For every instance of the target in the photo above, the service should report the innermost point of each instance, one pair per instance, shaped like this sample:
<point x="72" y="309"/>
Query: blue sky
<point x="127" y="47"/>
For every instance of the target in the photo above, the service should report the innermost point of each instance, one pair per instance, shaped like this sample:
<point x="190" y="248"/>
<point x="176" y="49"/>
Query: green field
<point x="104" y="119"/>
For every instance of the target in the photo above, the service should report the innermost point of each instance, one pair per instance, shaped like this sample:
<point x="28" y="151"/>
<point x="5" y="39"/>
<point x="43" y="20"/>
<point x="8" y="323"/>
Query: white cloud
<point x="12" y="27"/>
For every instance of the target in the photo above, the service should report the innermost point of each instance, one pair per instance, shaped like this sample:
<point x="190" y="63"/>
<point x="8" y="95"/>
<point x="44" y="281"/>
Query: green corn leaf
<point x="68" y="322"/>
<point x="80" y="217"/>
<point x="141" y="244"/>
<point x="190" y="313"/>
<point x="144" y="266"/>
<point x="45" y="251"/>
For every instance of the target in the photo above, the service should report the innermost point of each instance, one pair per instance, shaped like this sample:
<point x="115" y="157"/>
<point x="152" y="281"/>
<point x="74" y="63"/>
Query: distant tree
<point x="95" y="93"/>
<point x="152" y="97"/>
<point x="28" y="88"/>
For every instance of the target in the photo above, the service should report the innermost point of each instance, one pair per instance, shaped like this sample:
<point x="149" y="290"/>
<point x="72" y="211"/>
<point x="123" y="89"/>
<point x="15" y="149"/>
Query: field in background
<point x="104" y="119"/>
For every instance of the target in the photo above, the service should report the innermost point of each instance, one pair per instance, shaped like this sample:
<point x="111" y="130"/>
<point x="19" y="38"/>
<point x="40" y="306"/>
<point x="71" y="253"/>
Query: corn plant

### Stated goal
Copy out every line in the records above that contains the word "corn".

### Solved problem
Query: green corn leaf
Query: corn plant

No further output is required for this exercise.